**ФРАГМЕНТ ТЕКСТА:**
----------------------------------------

Трудности ведения войны в невыгодных для США условиях, не позволявших им в полной мере воспользоваться своей военной мощью, свидетельствовали о более крупной политической проблеме — о несоответствии средств и целей (как это мог бы сформулировать Карл фон Клаузевиц). Северные вьетнамцы и вьетконговцы боролись за то, во что искренне верили, а те, кто не верил, подчинялись дисциплине тоталитарного, неистово националистического режима. Правящая система Южного Вьетнама, наоборот, выглядела коррумпированной и непопулярной, против нее выступали буддистские монахи, ее не поддерживали запуганные, эксплуатируемые и уставшие от войны крестьяне. Местных преданных режиму частей, которые хорошо сражались, было недостаточно, чтобы компенсировать это внутреннее разложение. По мере эскалации конфликта все больше американцев задавались вопросом о пользе борьбы за режим в Сайгоне и переживали о том, что происходящее разлагает сами американские вооруженные силы падением морального духа, распространением цинизма, нарушением дисциплины, наркоманией, проституцией, расовым пренебрежением к «косоглазым», военными зверствами, не говоря уже о девальвации доллара и ослаблении стратегической позиции США в целом. Хо Ши Мин заявлял, что его армия готова терять солдат в соотношении десять к одному — и когда они рисковали оставить джунгли и пойти в наступление на города (взять, например, Тетское наступление 1968 года), то так и было, — но, продолжал он, они будут сражаться, несмотря на свои потери. Южный Вьетнам не имел такой силы воли, да и американское общество, все чаще возмущавшееся этой войной, не готово было пожертвовать всем ради победы. Зная, что каждая сторона поставила на кон, не трудно понять, в чем заключалась истина: открытая демократия не могла вести войну вполсилы и выиграть ее. Это было фундаментальное противоречие, которое не способны были разрешить ни Макнамара с его системным анализом, ни базировавшиеся на Гуаме бомбардировщики В–52.{920}
Даже спустя более десяти лет после падения Сайгона (апрель 1975), когда книги о всевозможных аспектах войны во Вьетнаме все еще печатаются внушительными тиражами, сложно всесторонне оценить, как она повлияла на положение США в мире. Если взглянуть на эту ситуацию с позиции современности, можно заметить, что она оказала благотворный шоковый эффект на завышенную глобальную самооценку США (или «самонадеянность силы», как это называл сенатор Фулбрайт), заставив страну глубже задуматься о своих политических и стратегических приоритетах и более трезво подстроиться к миру, который уже очень сильно изменился с 1945 года. Иначе говоря, это очень напоминало то потрясение, которым стала для русских Крымская война, а для британцев — Бурская: и та и другая тоже вызвали благотворные реформы и переоценку ценностей.

----------------------------------------

**СОХРАНЁННЫЕ ЗАПИСИ:**
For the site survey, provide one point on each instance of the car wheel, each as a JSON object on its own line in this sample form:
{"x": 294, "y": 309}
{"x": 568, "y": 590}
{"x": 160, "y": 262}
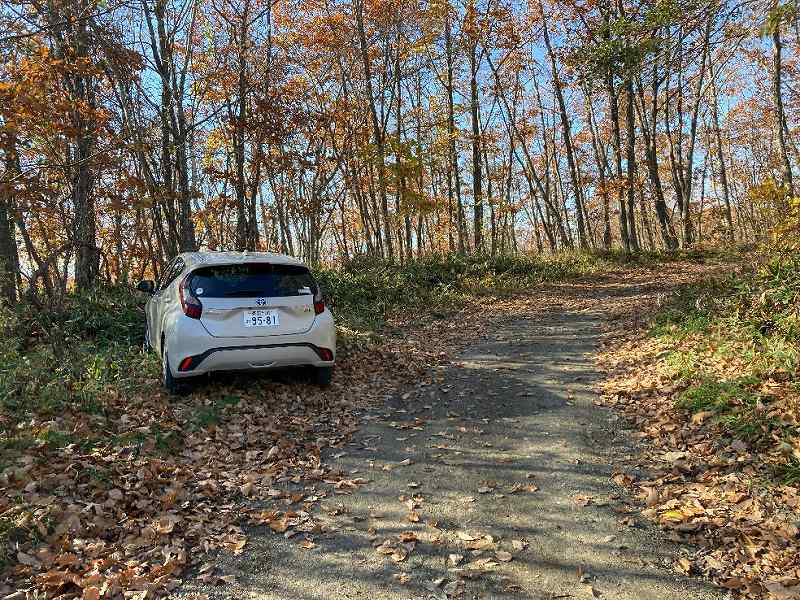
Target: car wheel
{"x": 321, "y": 376}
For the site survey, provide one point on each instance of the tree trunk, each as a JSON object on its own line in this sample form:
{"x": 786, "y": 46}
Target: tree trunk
{"x": 777, "y": 97}
{"x": 377, "y": 131}
{"x": 562, "y": 108}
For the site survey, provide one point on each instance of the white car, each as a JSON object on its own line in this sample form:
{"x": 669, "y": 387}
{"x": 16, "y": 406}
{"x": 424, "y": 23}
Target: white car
{"x": 227, "y": 311}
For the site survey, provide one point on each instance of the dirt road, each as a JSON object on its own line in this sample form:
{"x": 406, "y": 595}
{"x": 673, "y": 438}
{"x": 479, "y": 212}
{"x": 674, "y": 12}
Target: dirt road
{"x": 506, "y": 442}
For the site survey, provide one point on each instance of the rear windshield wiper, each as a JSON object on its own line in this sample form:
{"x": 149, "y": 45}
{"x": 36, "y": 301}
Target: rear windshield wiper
{"x": 246, "y": 293}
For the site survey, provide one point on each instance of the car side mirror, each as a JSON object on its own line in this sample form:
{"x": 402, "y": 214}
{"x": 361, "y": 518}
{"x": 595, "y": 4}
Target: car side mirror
{"x": 147, "y": 286}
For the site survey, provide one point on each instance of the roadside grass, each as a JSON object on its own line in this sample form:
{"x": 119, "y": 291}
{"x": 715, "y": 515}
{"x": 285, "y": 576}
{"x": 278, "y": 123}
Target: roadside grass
{"x": 733, "y": 344}
{"x": 364, "y": 293}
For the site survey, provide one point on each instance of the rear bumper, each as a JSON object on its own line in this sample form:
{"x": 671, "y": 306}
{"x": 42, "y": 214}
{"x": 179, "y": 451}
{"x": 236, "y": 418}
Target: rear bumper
{"x": 193, "y": 352}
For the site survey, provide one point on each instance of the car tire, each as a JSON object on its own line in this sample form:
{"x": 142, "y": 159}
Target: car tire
{"x": 321, "y": 376}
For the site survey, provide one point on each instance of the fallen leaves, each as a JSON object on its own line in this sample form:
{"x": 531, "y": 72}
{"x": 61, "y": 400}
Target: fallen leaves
{"x": 131, "y": 515}
{"x": 704, "y": 488}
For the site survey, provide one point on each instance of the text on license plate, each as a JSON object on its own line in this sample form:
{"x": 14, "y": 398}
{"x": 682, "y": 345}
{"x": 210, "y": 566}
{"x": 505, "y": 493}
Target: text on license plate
{"x": 261, "y": 318}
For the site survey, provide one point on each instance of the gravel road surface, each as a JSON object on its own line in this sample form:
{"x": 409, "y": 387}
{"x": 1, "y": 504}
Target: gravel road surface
{"x": 505, "y": 442}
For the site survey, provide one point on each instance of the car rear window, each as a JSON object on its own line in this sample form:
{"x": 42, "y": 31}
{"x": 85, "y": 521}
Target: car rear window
{"x": 252, "y": 280}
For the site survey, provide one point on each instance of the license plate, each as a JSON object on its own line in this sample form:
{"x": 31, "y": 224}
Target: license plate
{"x": 261, "y": 318}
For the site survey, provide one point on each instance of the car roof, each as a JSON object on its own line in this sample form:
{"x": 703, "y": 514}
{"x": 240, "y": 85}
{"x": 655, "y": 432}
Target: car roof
{"x": 198, "y": 259}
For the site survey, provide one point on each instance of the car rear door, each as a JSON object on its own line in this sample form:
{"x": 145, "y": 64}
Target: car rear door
{"x": 254, "y": 300}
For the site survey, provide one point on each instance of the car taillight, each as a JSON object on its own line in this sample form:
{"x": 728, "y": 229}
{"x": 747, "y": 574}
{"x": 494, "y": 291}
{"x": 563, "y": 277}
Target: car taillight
{"x": 319, "y": 302}
{"x": 191, "y": 305}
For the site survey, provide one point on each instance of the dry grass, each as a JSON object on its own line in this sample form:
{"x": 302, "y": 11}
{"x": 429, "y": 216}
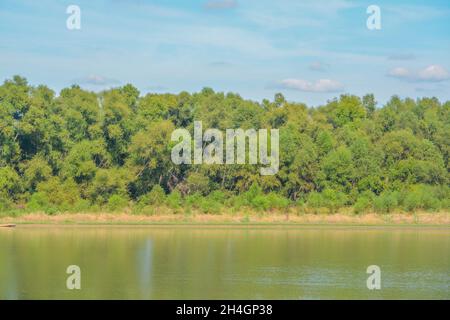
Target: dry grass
{"x": 293, "y": 217}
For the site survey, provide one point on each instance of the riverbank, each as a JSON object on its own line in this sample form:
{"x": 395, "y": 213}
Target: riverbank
{"x": 420, "y": 218}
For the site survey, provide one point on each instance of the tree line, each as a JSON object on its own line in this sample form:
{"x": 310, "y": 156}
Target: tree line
{"x": 86, "y": 151}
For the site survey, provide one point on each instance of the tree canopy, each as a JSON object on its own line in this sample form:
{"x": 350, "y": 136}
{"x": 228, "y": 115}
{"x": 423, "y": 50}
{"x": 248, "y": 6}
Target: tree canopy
{"x": 81, "y": 150}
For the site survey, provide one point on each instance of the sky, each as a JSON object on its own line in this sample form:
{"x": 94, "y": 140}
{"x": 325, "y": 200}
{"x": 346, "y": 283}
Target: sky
{"x": 311, "y": 50}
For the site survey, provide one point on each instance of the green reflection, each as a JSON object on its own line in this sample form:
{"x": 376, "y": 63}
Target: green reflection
{"x": 224, "y": 263}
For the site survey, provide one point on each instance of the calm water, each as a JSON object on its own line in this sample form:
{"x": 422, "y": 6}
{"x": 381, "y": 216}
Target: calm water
{"x": 224, "y": 263}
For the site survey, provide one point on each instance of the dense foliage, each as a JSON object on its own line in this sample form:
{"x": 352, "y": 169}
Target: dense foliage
{"x": 83, "y": 151}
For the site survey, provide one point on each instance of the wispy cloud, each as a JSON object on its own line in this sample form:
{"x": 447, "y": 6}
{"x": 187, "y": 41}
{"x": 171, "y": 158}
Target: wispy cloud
{"x": 97, "y": 80}
{"x": 322, "y": 85}
{"x": 318, "y": 66}
{"x": 432, "y": 73}
{"x": 401, "y": 56}
{"x": 220, "y": 4}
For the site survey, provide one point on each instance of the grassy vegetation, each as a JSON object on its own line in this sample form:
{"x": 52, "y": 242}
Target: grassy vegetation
{"x": 82, "y": 151}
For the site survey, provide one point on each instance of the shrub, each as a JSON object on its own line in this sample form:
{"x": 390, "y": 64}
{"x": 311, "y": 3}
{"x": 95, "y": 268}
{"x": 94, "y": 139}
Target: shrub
{"x": 174, "y": 199}
{"x": 386, "y": 201}
{"x": 38, "y": 201}
{"x": 117, "y": 202}
{"x": 156, "y": 196}
{"x": 333, "y": 199}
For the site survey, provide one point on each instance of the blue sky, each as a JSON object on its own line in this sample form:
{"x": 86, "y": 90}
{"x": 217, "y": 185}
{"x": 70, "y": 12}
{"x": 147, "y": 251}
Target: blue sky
{"x": 309, "y": 50}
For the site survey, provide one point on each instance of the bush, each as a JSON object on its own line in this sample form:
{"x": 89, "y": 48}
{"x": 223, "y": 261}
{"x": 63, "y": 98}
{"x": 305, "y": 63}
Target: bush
{"x": 386, "y": 201}
{"x": 421, "y": 197}
{"x": 362, "y": 204}
{"x": 156, "y": 196}
{"x": 333, "y": 199}
{"x": 174, "y": 199}
{"x": 314, "y": 200}
{"x": 38, "y": 201}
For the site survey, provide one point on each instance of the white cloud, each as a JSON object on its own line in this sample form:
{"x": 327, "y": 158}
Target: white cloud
{"x": 402, "y": 56}
{"x": 432, "y": 73}
{"x": 322, "y": 85}
{"x": 318, "y": 66}
{"x": 96, "y": 80}
{"x": 400, "y": 72}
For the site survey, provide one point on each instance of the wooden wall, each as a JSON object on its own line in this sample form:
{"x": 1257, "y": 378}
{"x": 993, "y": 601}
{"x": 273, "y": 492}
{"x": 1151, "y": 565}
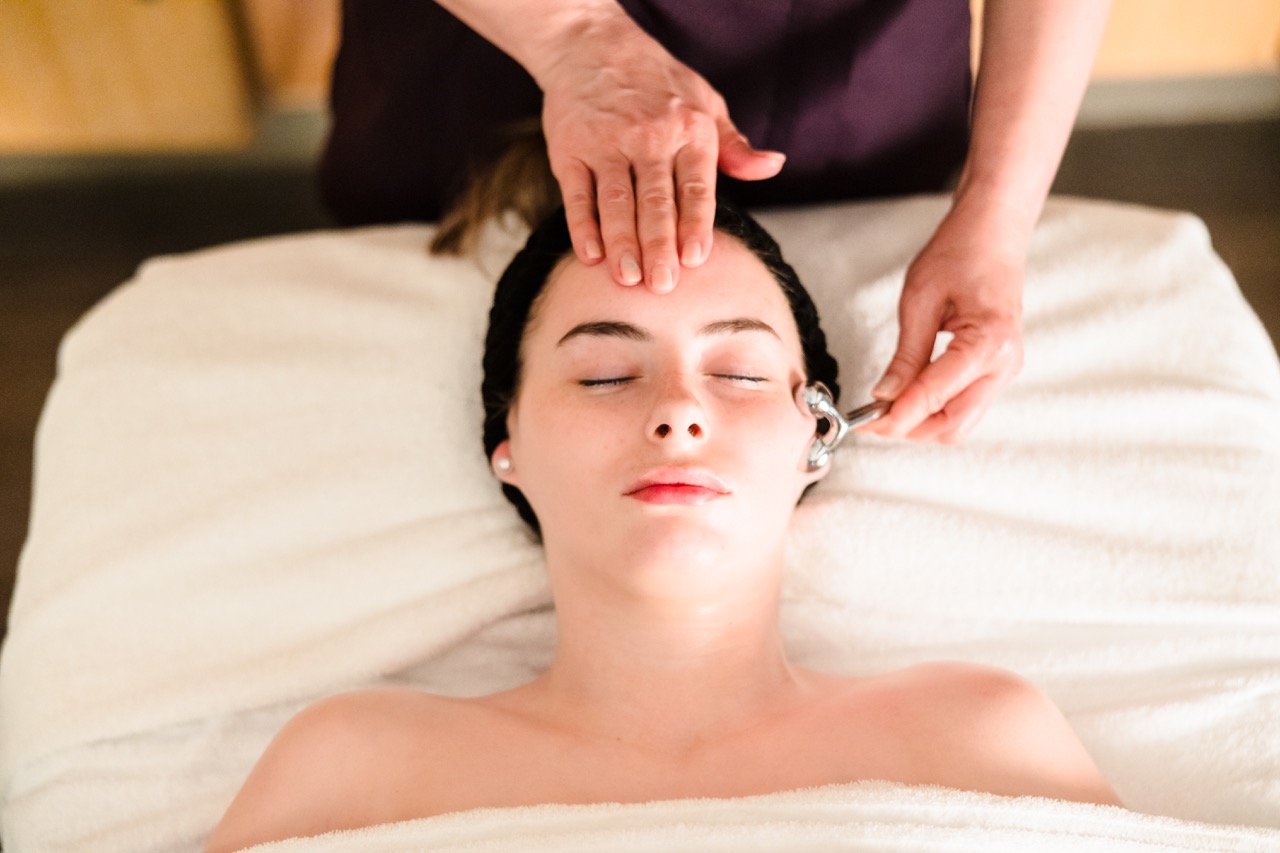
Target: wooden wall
{"x": 195, "y": 74}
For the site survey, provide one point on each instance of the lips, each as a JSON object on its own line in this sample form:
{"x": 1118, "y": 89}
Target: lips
{"x": 677, "y": 486}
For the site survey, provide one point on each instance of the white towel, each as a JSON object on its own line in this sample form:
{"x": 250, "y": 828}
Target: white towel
{"x": 259, "y": 480}
{"x": 869, "y": 817}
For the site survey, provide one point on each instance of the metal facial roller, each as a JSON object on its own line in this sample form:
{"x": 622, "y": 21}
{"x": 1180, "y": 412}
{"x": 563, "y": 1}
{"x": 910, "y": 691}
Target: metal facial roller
{"x": 823, "y": 406}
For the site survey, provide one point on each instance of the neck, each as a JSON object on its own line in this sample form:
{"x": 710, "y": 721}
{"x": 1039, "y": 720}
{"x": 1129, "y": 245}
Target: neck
{"x": 668, "y": 671}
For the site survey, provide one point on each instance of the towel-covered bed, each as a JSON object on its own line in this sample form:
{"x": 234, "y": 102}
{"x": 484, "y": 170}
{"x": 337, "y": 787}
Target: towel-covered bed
{"x": 260, "y": 482}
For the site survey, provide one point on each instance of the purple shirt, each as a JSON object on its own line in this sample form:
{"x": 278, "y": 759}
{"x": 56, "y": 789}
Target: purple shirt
{"x": 867, "y": 97}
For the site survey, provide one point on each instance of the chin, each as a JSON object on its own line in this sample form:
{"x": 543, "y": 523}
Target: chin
{"x": 675, "y": 543}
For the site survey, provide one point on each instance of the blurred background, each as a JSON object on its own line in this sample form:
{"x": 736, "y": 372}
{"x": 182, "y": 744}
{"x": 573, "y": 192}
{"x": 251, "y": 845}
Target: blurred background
{"x": 131, "y": 128}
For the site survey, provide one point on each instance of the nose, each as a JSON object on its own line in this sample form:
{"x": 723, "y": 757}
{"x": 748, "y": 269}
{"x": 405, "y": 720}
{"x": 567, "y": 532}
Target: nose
{"x": 677, "y": 416}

----------------------------------------

**ЗАДАНИЯ:**
[a] Проверьте по отрывку о войне во Вьетнаме три утверждения: (i) Хо Ши Мин заявлял, что его армия готова терять солдат в соотношении десять к одному; (ii) Сайгон пал в апреле 1975 года; (iii) выражение «самонадеянность силы» принадлежит Макнамаре. Для каждого ответьте «да» или «нет» и приведите решающие слова текста дословно.
[b] Напишите продолжение отрывка о войне во Вьетнаме, которое начинается сразу после его последнего предложения.
Сохранённые записи для работы не понадобятся.

**ОТВЕТЫ ПО ЗАДАНИЯМ:**
[a]
(i) Да: «Хо Ши Мин заявлял, что его армия готова терять солдат в соотношении десять к одному».
(ii) Да: «после падения Сайгона (апрель 1975)».
(iii) Нет: «или „самонадеянность силы“, как это называл сенатор Фулбрайт».

[b]
Однако в тот момент краткосрочные последствия войны были сугубо вредоносными. Быстрый рост военных расходов как раз тогда, когда внутренние ассигнования на «великое общество» Джонсона тоже сильно подскочили, негативно влияли на американскую экономику, что мы рассмотрим в следующем разделе. Кроме того, пока США тратили деньги на Вьетнам, СССР выделял все больше средств на ядерные силы (достигнув в итоге примерного стратегического паритета) и флот, превратившийся за эти годы в важный рычаг дипломатии с позиции силы. Этот нарастающий дисбаланс усугублялся негативным отношением американских избирателей к военным расходам на протяжении почти всего периода 1970-х годов. В 1978 году «расходы на обеспечение национальной безопасности» составили лишь 5% ВНП — меньше, чем за предыдущие тридцать лет{921}. Моральный дух вооруженных сил резко упал вследствие как самой войны, так и послевоенных сокращений бюджета. Чистки в ЦРУ и других организациях, безусловно необходимые для предотвращения злоупотреблений, явно ударили по их эффективности. Зацикленность американцев на Вьетнаме беспокоила даже благосклонных союзников; методы ведения войны в поддержку коррумпированного режима отталкивали общественность не только в Западной Европе, но и в странах «третьего мира», что стало серьезным фактором в «отчуждении» США от значительной части остального мира{922}. Это привело к игнорированию Соединенными Штатами Латинской Америки и переходу от объявленной Кеннеди программы «союз ради прогресса» к военной поддержке недемократических режимов и контрреволюционным действиям (таким, например, как интервенция в Доминиканскую Республику в 1965 году). После войны во Вьетнаме полемика (неизбежно становившаяся более открытой) о том, за какие регионы земного шара США будут или не будут бороться в будущем, тревожила их тогдашних союзников, воодушевляла врагов и вынуждала колеблющиеся нейтральные государства перестраховываться, сближаясь с противоположной стороной. Во время дебатов в ООН делегат США все чаще оказывался в изоляции. Все сильно изменилось с тех пор, как Генри Люс сказал, что Соединенные Штаты станут старшим братом всех наций в братстве людей{923}.